### PROBLEMS TO SOLVE
**1)** Decide whether each statement below agrees with the forum thread on a headphone target, answering yes or no and quoting the deciding words of the thread: (a) For the HD 650 project, Resolve wanted one measurement for each common result people report hearing. (b) Resolve says that with the HD 600, treble changes were more recognizable than bass changes. (c) Resolve says adjustments always work on the head when things match on the rig.
**2)** Retype the part of the forum thread on a headphone target that opens with the words containing "Well yes, you" and closes with "HD600 and HD650.", keeping every word and mark unchanged.

### READING PASSAGE
<<<<
Resolve's B&K 5128 Headphone Target - you can try the EQ's.....

Resolve · Mar 26, 2023

usern said:
Instead of isolating, you could show the variance by measuring multiple reseats and presenting mean and +-stdev.

Well yes, you generally show all of them. It's just for this particular project, with the HD 650 I wanted one for each common result people report hearing. I will say... REW kind of sucks for showing things well, so we're working on a better way to represent this stuff too.

Resolve · Mar 26, 2023

isostasy said:
I admit I'm still not entirely satisfied with some of the explanations given by resolve, particularly: 'What folks need to realize with headphone measurements is that it’s really not worth caring about the fine-grained minutia, since it’s unlikely to be a predictive element'. But 'fine-grained minutia' is the only thing being addressed by the EQ profile in the treble response of the HD600 and HD650.

It's a fair point. I did go into the fine-grained stuff for this project because I wanted to go as close as possible, even if I don't think folks need to do that for their own personal EQs unless something is way out of whack. With the HD 600, I think bass changes were more recognizable, but the treble changes didn't seem to be that meaningful to people. It's also still unclear how much using an unsmoothed target matters vs say, Harman's 1/2 smoothing. But I will also concede that it's nice to explore the more fine-grained adjustments on the rig and see how that translates to how I hear it on my head. I will say, sometimes it works great, but not all the time, even though things match on the rig - and to me this means we need to have a clearer picture of HpTFs. So I'll be looking into that more.
>>>>
### GIVEN DATA
<<<<
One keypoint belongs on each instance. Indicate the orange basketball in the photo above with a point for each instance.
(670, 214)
>>>>
### EXERCISE SOLUTIONS
**1)**
(a) Yes: "with the HD 650 I wanted one for each common result people report hearing"
(b) No: "With the HD 600, I think bass changes were more recognizable, but the treble changes didn't seem to be that meaningful to people."
(c) No: "sometimes it works great, but not all the time, even though things match on the rig"

**2)**
Well yes, you generally show all of them. It's just for this particular project, with the HD 650 I wanted one for each common result people report hearing. I will say... REW kind of sucks for showing things well, so we're working on a better way to represent this stuff too.

Resolve · Mar 26, 2023

isostasy said:
I admit I'm still not entirely satisfied with some of the explanations given by resolve, particularly: 'What folks need to realize with headphone measurements is that it’s really not worth caring about the fine-grained minutia, since it’s unlikely to be a predictive element'. But 'fine-grained minutia' is the only thing being addressed by the EQ profile in the treble response of the HD600 and HD650.